* Task brief
Copy out the stretch of items from the line containing "Given the photograph above, report where the ceiling" through the line containing "[370,58,411,174]", swapping "dining chair" for "wooden chair" and leaving everything else unchanged.

* Annotated coordinate records

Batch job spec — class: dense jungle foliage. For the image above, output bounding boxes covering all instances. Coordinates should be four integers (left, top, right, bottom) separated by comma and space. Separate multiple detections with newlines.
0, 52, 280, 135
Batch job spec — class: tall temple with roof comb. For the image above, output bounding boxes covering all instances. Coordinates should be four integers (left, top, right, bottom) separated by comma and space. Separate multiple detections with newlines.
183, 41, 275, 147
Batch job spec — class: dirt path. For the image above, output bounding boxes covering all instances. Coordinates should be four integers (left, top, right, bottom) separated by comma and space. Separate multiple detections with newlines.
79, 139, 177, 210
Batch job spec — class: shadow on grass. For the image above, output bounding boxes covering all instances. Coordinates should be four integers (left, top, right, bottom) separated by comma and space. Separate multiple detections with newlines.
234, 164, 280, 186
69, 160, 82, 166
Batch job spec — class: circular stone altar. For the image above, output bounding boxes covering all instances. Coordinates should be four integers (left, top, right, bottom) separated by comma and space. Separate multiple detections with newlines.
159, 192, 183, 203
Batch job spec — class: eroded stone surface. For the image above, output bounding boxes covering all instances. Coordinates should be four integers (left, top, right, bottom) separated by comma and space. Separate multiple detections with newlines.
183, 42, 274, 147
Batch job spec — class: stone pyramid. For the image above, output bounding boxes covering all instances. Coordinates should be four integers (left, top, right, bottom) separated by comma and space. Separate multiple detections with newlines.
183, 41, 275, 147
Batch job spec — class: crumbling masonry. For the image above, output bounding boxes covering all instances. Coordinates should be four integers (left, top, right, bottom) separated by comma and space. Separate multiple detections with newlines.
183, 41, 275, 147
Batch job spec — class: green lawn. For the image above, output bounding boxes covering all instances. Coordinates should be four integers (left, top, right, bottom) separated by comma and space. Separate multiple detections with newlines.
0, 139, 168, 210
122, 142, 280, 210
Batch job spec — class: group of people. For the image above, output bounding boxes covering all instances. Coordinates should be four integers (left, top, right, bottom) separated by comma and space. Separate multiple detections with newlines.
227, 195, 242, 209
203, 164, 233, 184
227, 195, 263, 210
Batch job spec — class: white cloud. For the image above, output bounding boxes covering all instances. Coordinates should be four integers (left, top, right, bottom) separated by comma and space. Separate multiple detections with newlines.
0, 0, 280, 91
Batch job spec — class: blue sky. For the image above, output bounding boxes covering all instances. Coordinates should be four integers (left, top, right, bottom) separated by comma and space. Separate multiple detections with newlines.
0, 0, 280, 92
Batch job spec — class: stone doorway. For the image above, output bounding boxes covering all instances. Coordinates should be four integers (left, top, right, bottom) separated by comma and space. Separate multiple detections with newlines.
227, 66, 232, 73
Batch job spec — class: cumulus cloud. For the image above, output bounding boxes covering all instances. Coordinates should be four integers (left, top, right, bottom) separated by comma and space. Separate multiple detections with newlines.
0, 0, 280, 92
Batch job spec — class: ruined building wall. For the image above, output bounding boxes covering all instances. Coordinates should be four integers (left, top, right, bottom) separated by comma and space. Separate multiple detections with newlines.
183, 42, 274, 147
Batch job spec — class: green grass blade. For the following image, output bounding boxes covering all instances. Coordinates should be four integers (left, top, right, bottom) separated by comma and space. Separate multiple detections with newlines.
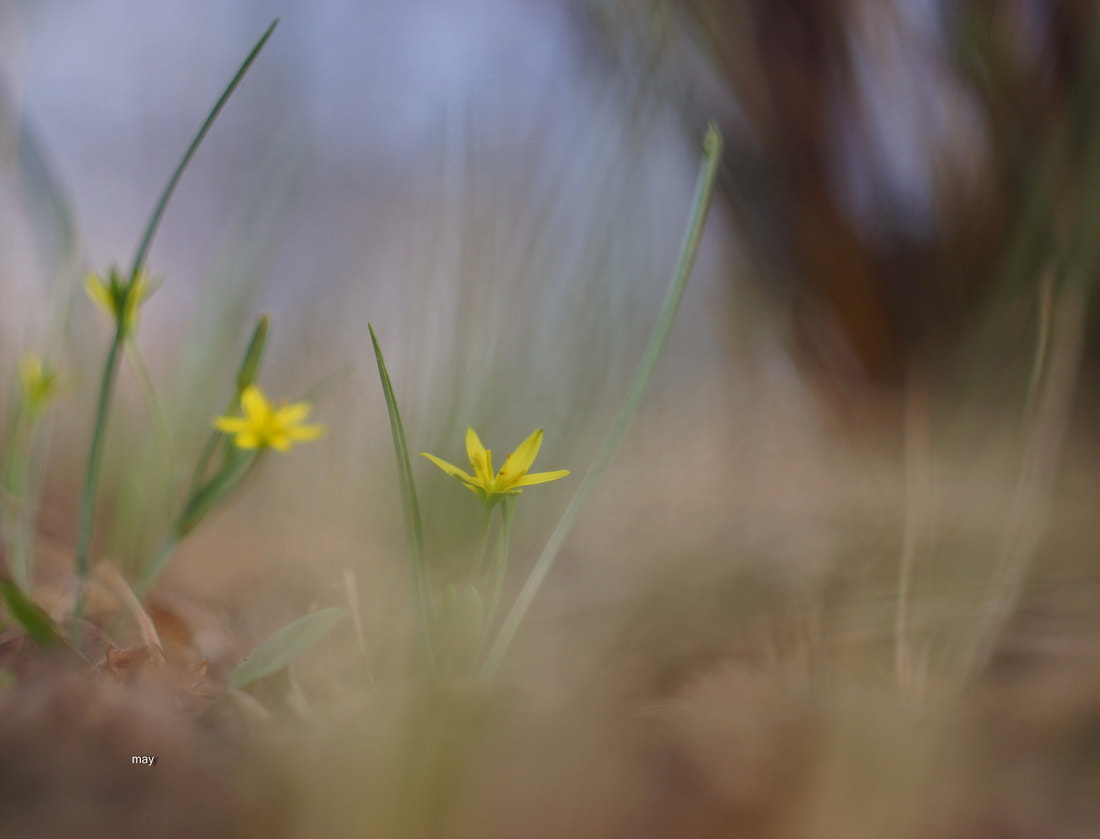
130, 18, 278, 280
366, 323, 435, 663
76, 18, 278, 598
187, 314, 271, 496
481, 123, 722, 676
0, 578, 65, 649
226, 606, 351, 689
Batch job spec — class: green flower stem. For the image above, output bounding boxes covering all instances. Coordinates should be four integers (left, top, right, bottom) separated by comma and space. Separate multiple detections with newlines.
76, 332, 125, 589
0, 411, 37, 592
123, 18, 278, 279
477, 498, 515, 655
134, 450, 264, 598
481, 123, 722, 676
366, 323, 436, 670
470, 504, 493, 585
75, 19, 278, 618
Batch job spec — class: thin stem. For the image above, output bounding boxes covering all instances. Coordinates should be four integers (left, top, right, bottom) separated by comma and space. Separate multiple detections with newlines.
366, 323, 436, 669
481, 123, 722, 676
75, 18, 278, 602
128, 18, 278, 280
479, 498, 515, 652
76, 332, 125, 589
470, 504, 493, 585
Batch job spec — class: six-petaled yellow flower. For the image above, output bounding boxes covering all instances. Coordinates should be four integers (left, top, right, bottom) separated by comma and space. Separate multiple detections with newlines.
213, 385, 325, 452
84, 268, 156, 335
420, 428, 569, 504
19, 353, 57, 416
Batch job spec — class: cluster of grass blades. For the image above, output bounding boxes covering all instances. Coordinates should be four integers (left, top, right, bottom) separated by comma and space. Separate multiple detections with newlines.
0, 13, 722, 782
0, 20, 349, 703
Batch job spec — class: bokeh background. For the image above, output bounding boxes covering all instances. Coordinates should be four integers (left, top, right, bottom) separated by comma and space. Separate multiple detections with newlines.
0, 0, 1100, 664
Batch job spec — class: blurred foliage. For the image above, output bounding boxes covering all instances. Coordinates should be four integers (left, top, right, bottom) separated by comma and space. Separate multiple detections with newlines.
594, 0, 1100, 398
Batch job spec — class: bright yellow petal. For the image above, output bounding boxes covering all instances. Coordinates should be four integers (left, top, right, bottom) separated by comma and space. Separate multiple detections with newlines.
275, 402, 310, 426
514, 470, 569, 486
84, 274, 116, 318
466, 427, 493, 484
420, 452, 474, 484
501, 428, 542, 486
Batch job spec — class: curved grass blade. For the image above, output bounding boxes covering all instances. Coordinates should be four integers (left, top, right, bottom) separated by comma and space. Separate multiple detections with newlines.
0, 578, 65, 649
226, 606, 350, 689
76, 18, 278, 598
481, 123, 722, 676
366, 323, 436, 666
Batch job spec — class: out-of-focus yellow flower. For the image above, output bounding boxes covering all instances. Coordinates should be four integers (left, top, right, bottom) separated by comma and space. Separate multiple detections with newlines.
420, 428, 569, 504
213, 385, 325, 452
84, 267, 156, 335
19, 353, 57, 415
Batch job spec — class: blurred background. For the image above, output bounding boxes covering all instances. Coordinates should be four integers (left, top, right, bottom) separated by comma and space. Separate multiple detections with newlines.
0, 0, 1100, 839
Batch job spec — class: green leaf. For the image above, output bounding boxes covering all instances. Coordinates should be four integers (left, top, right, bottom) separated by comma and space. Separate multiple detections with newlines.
175, 449, 260, 539
482, 122, 723, 676
226, 606, 350, 688
366, 323, 435, 663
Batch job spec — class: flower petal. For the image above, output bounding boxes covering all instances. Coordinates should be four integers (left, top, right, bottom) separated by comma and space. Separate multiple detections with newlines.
514, 470, 569, 486
499, 428, 542, 486
420, 452, 476, 484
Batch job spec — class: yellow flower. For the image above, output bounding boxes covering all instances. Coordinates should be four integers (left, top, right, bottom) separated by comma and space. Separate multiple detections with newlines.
19, 353, 57, 415
213, 385, 325, 452
84, 267, 156, 334
420, 428, 569, 504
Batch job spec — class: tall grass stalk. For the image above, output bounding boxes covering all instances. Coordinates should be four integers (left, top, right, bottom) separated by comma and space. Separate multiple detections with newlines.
366, 323, 436, 670
76, 18, 278, 598
481, 123, 723, 676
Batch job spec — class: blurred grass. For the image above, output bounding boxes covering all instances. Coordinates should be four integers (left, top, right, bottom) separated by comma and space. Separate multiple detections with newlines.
0, 5, 1100, 837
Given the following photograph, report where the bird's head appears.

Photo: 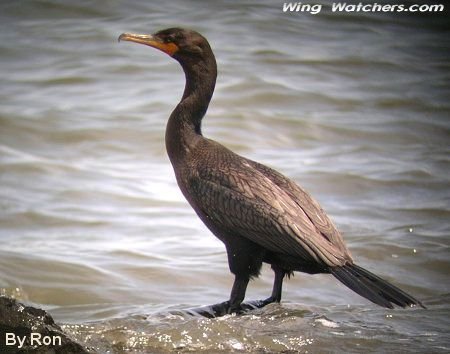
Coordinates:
[119,28,211,62]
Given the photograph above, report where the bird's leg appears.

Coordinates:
[227,275,250,313]
[263,266,286,305]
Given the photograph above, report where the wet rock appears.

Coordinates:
[0,296,93,354]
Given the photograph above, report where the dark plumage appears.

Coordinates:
[119,28,423,312]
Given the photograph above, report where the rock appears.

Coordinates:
[0,296,94,354]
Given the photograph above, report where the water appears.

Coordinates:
[0,1,450,353]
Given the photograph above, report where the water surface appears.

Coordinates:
[0,1,450,353]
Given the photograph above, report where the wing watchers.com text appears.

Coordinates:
[283,2,444,15]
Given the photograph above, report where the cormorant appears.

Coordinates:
[119,28,424,313]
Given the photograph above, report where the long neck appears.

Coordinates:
[166,53,217,164]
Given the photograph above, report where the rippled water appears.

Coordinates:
[0,1,450,353]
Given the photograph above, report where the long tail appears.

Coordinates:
[330,264,425,308]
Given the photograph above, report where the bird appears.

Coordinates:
[119,27,425,313]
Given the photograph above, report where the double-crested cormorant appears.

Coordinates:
[119,28,423,313]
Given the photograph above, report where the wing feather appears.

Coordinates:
[187,145,351,266]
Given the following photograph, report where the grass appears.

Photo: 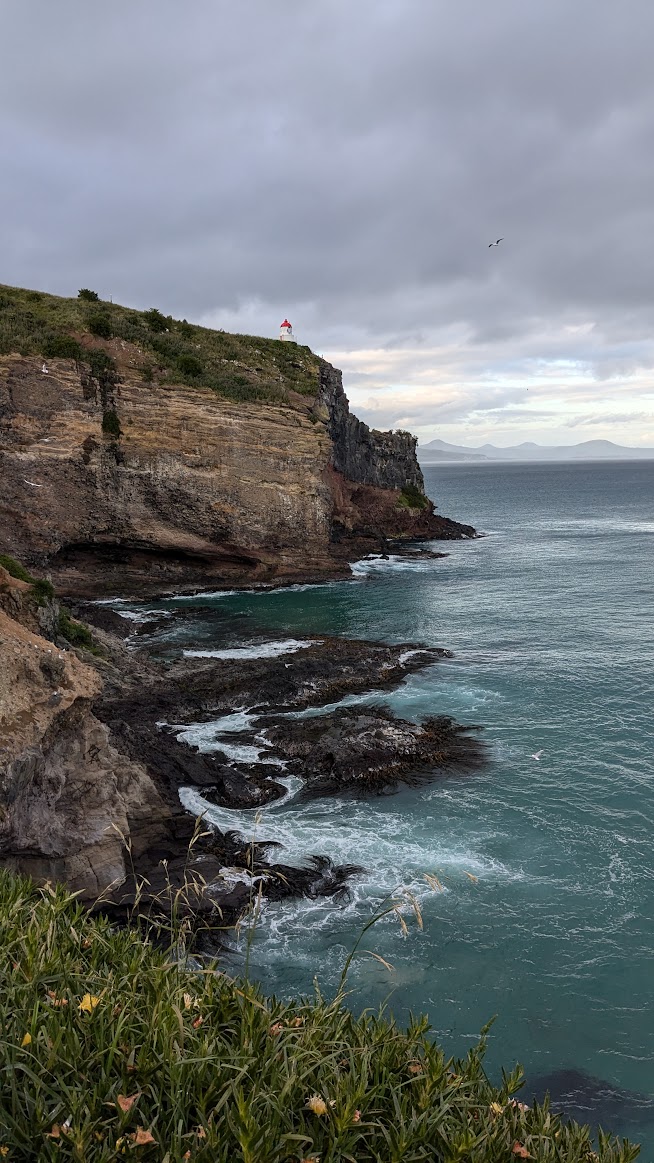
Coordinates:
[0,285,319,404]
[57,606,104,657]
[0,554,55,606]
[0,871,638,1163]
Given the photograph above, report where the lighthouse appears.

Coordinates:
[279,319,296,343]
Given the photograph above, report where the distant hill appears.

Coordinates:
[418,440,654,465]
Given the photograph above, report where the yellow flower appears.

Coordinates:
[306,1094,327,1114]
[78,993,100,1014]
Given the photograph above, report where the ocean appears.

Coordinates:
[116,462,654,1144]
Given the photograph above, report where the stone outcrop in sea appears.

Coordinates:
[0,336,475,597]
[0,288,482,923]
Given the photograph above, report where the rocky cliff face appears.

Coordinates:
[0,566,173,899]
[0,336,474,597]
[318,362,425,492]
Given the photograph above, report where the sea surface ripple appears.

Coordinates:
[114,462,654,1144]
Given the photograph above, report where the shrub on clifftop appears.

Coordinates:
[0,871,638,1163]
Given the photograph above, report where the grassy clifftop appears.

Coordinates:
[0,872,638,1163]
[0,284,319,404]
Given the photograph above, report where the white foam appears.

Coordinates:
[168,711,286,768]
[350,554,441,577]
[116,609,173,622]
[184,638,318,658]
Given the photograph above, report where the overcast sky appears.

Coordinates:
[0,0,654,445]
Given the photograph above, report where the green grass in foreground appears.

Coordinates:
[0,284,319,404]
[0,872,638,1163]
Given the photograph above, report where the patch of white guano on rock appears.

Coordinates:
[184,638,320,659]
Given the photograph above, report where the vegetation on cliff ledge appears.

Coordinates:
[0,285,319,402]
[0,872,638,1163]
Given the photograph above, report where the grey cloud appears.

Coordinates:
[0,0,654,439]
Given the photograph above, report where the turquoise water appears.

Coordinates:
[128,462,654,1144]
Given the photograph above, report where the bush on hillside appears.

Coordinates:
[81,349,122,412]
[177,352,205,379]
[0,554,34,585]
[0,554,55,606]
[143,307,173,331]
[41,335,83,363]
[57,606,102,655]
[0,870,638,1163]
[86,313,114,340]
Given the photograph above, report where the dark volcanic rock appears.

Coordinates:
[99,636,450,729]
[318,362,425,492]
[260,707,484,795]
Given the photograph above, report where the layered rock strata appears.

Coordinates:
[0,348,474,597]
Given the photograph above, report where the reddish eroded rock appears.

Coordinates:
[0,348,474,597]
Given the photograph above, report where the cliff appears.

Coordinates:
[0,566,173,899]
[0,279,474,597]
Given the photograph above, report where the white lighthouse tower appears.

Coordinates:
[279,319,297,343]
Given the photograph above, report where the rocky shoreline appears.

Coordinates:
[0,551,484,943]
[77,581,485,944]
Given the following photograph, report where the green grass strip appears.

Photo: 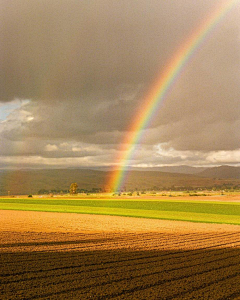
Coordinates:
[0,199,240,225]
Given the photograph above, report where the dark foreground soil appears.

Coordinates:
[0,212,240,300]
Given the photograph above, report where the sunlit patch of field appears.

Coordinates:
[0,194,240,224]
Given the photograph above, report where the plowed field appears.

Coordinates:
[0,211,240,300]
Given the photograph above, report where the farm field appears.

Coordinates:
[0,195,240,224]
[0,210,240,300]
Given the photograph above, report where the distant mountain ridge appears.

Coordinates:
[197,166,240,179]
[89,165,206,174]
[0,166,240,195]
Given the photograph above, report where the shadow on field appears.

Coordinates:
[0,246,240,300]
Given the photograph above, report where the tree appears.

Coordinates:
[69,182,78,195]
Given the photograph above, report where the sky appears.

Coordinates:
[0,0,240,168]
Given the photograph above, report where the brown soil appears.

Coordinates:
[0,211,240,300]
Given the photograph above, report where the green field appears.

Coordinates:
[0,198,240,225]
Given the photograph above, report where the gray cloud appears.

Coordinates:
[0,0,240,165]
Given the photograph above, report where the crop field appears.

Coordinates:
[0,196,240,224]
[0,210,240,300]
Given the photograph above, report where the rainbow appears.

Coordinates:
[107,0,239,191]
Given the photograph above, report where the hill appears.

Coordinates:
[0,169,240,195]
[197,166,240,179]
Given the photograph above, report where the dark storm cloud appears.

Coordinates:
[0,0,240,163]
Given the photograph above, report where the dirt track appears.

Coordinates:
[0,211,240,300]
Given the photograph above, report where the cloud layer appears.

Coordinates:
[0,0,240,166]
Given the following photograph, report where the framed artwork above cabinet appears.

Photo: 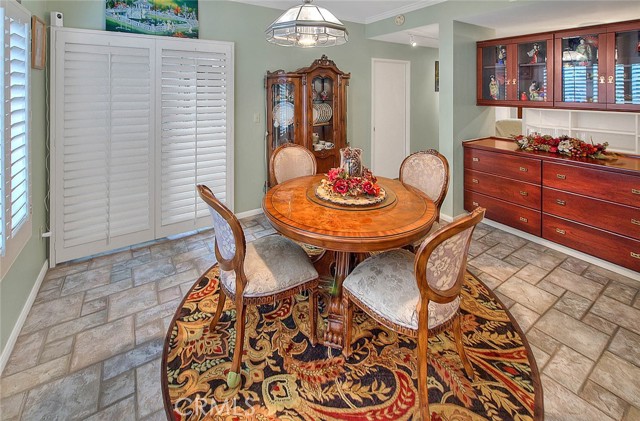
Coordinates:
[477,20,640,111]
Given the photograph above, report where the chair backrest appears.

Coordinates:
[415,208,485,304]
[196,184,247,272]
[400,149,449,217]
[269,143,317,184]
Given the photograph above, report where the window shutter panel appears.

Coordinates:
[159,46,233,235]
[56,34,153,261]
[5,11,29,236]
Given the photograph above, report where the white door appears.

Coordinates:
[371,58,410,178]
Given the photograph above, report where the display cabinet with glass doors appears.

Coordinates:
[265,55,350,186]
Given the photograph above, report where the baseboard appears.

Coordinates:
[236,208,262,219]
[482,216,640,281]
[0,260,49,375]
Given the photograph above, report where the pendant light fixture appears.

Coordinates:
[265,0,349,48]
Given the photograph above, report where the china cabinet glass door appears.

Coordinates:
[607,30,640,108]
[517,39,553,106]
[555,33,612,108]
[271,82,298,149]
[479,44,515,101]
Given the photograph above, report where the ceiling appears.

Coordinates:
[233,0,640,48]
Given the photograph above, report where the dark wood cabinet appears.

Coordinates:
[265,55,350,186]
[463,137,640,271]
[477,20,640,111]
[477,34,554,107]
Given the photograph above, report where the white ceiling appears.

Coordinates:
[234,0,640,48]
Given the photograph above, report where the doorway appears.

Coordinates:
[371,58,411,178]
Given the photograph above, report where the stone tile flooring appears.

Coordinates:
[0,216,640,421]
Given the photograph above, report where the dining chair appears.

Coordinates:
[269,143,317,184]
[269,143,326,262]
[399,149,449,251]
[342,208,485,421]
[197,185,319,388]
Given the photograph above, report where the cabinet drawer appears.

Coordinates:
[542,162,640,207]
[464,148,542,184]
[542,187,640,240]
[464,190,541,237]
[542,213,640,271]
[464,170,541,210]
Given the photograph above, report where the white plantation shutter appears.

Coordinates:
[158,41,233,235]
[52,34,154,261]
[51,28,233,263]
[0,2,31,275]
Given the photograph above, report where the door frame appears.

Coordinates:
[370,58,411,174]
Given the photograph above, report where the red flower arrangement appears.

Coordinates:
[322,168,380,197]
[513,134,615,159]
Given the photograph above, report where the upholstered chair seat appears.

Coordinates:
[342,250,460,330]
[220,235,318,298]
[342,208,484,421]
[197,185,319,388]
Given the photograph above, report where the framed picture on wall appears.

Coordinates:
[31,16,47,70]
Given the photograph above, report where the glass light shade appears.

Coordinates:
[265,0,349,48]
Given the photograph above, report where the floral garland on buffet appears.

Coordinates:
[512,133,615,159]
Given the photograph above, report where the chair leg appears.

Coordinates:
[342,292,353,358]
[418,329,431,421]
[309,288,318,346]
[209,290,227,332]
[453,314,475,381]
[227,301,246,389]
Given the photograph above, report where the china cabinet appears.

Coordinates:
[265,55,350,187]
[477,34,554,107]
[477,20,640,111]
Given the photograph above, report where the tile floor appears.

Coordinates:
[0,216,640,421]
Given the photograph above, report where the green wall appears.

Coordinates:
[0,0,438,350]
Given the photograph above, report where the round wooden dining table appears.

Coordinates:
[262,175,436,348]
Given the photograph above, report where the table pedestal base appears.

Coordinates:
[324,251,352,349]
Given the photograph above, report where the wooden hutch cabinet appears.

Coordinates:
[477,20,640,111]
[463,137,640,272]
[265,55,350,187]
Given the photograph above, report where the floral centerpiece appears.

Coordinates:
[316,167,385,205]
[513,134,615,159]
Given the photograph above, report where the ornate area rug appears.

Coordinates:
[162,265,543,421]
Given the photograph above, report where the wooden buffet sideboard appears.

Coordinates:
[463,137,640,272]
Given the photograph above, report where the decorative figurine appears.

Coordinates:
[496,45,507,64]
[527,42,545,64]
[575,38,591,66]
[529,80,542,101]
[489,75,500,99]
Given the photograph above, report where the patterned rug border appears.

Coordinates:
[160,263,544,421]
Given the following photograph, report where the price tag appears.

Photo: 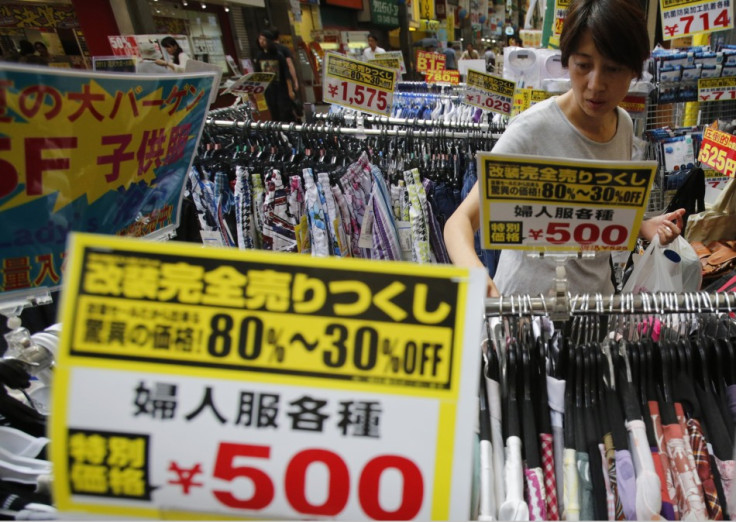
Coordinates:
[478,153,657,251]
[368,54,401,71]
[51,234,487,520]
[698,127,736,178]
[464,69,516,116]
[223,72,276,96]
[426,69,460,85]
[379,51,406,74]
[417,51,447,73]
[659,0,733,40]
[322,53,398,116]
[698,76,736,102]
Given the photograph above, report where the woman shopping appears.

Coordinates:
[156,36,189,72]
[445,0,685,297]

* Task response
Given the photograph above, report where the ceiling appears.

Coordinates:
[233,0,640,48]
Given the photograph above, report where the dark wood cabinet appears.

Coordinates:
[265,55,350,186]
[463,137,640,271]
[477,20,640,111]
[477,34,554,107]
Given the photograph above, report where the white ceiling appears.

Coordinates:
[234,0,640,48]
Given the photograph above, report where the doorway appears.

Coordinates:
[371,58,411,178]
Given the photograph above, report where the stone tile flooring appears.

Coordinates:
[0,216,640,421]
Given the photograph above, report where the wooden chair appears.

Coordinates:
[269,143,317,184]
[269,143,326,262]
[399,149,449,251]
[342,208,485,421]
[197,185,319,388]
Given the photograph above, report where the cabinet drawer appears.

Coordinates:
[542,162,640,207]
[464,148,542,184]
[542,187,640,240]
[464,190,541,237]
[542,213,640,271]
[464,170,541,210]
Given the photograph above, report where the white plantation shutter appears.

Coordinates:
[158,41,233,235]
[52,34,154,261]
[51,28,233,263]
[0,2,31,275]
Given the photograph above, report where the door frame appears.

Coordinates:
[370,58,411,174]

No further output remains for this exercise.